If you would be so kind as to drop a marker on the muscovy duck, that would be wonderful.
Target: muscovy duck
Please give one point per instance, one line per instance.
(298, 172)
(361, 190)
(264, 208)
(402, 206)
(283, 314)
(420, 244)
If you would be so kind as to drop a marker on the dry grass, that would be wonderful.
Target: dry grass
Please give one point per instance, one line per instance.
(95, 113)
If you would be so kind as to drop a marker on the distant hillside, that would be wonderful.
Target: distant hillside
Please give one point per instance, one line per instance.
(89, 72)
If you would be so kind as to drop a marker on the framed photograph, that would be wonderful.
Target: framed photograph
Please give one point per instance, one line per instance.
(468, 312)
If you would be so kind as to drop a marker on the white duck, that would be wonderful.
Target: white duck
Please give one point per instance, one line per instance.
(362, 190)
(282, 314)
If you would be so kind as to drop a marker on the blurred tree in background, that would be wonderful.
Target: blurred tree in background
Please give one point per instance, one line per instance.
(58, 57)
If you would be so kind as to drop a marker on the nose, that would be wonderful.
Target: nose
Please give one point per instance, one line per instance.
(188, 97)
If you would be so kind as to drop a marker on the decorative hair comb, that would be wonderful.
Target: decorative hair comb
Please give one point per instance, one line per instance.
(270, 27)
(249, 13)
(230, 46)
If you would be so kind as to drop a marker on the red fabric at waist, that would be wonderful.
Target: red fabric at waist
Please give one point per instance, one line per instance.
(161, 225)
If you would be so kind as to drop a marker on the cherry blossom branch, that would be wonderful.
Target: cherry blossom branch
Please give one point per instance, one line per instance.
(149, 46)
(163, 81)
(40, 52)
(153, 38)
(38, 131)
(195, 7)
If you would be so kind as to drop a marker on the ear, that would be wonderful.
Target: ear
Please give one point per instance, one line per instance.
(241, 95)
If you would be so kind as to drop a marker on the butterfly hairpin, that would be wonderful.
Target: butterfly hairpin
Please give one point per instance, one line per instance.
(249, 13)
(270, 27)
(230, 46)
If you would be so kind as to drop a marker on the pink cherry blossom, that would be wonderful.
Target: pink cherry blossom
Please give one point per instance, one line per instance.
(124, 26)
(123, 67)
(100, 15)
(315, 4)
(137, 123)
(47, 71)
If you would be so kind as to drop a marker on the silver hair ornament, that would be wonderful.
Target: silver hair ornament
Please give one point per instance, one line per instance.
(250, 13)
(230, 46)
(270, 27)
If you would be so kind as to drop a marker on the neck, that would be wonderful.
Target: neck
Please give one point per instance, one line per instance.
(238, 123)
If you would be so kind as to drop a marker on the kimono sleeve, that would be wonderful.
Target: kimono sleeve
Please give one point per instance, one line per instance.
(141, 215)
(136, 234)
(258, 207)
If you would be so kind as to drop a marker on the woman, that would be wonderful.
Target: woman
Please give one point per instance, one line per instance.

Directions: Please give back all of the records exactly as written.

Response to this task:
If you would be so kind as to drop a marker on the muscovy duck, that would be wonderful.
Target: muscovy duck
Please give one point per instance, one line per instance.
(298, 172)
(361, 190)
(264, 208)
(402, 206)
(283, 314)
(420, 244)
If you would be so kind as to drop a marker on the dry grass, that would be wonderful.
Target: dry grass
Please give one point per instance, one line per instance.
(95, 113)
If you would be so kind as to drop a marker on the distant hillside, that would be wonderful.
Target: distant hillside
Please give one point per instance, one line per instance.
(89, 72)
If you would be so kind as to drop a marker on the framed photograph, that would be wonderful.
Target: framed photograph
Please give one point per instance, one line per instance.
(468, 312)
If you would be so kind as to drop a marker on the white duck, that would be wonderful.
Target: white duck
Please give one point per instance, one line per instance.
(362, 190)
(282, 314)
If you would be so kind as to drop a marker on the blurred tree in background, that would be wonderful.
Target: blurred tree in background
Please give one point per instance, one line per instance.
(58, 57)
If you would be so kind as to drop a marker on the nose, that would be wonderful.
Target: nose
Please give one point per instance, one line per instance.
(188, 97)
If you would be so kind as to drop a marker on the decorative hair comb, that would be wonderful.
Target: decorative hair comb
Please give one point per instance, one line per instance.
(270, 27)
(249, 13)
(230, 46)
If you would be so kind as to drop a marker on the red fabric at waist, that would be wonderful.
Target: red fabric at waist
Please give one point per instance, one line per instance.
(161, 225)
If you would be so kind as to drop a marker on the cherry blossom branch, that would be wonderful.
Target: cherry blossom branch
Please give one point per instance, one line per instance.
(149, 46)
(163, 81)
(40, 52)
(153, 38)
(38, 131)
(195, 7)
If you would be so kind as to drop a marker on the ear, that would be wonderful.
Target: ear
Please give one point per instance, one line per instance.
(241, 95)
If you would be so kind as to drop a marker on the butterfly hairpin, that would be wonderful.
Target: butterfly hairpin
Please give one point per instance, one line per instance.
(249, 13)
(270, 27)
(230, 46)
If you would be so kind as to drop a marker on the pink cherry blossom, that would be wonderful.
Target: pink cherry blossom
Please give one point per instance, one line per instance.
(124, 26)
(123, 67)
(100, 15)
(315, 4)
(137, 123)
(47, 71)
If you would be so kind as to drop a marker on the silver hair ornament, that would be wonderful.
Target: silver hair ornament
Please give one point per instance, one line per instance.
(250, 13)
(230, 46)
(270, 27)
If you would be so kind as to drop a marker on the neck, that would be wonderful.
Target: neck
Please give one point per instance, one line per instance.
(238, 123)
If you would be so kind as to drop a marker on the kimono sleeve, that would be wonderful.
Target: kimono sleeve
Please give one point per instance, one line per instance.
(141, 215)
(136, 234)
(258, 207)
If you would be so kind as to drop a marker on the woman, that would be wonderful.
Target: woman
Please give one point per instance, one line per instance.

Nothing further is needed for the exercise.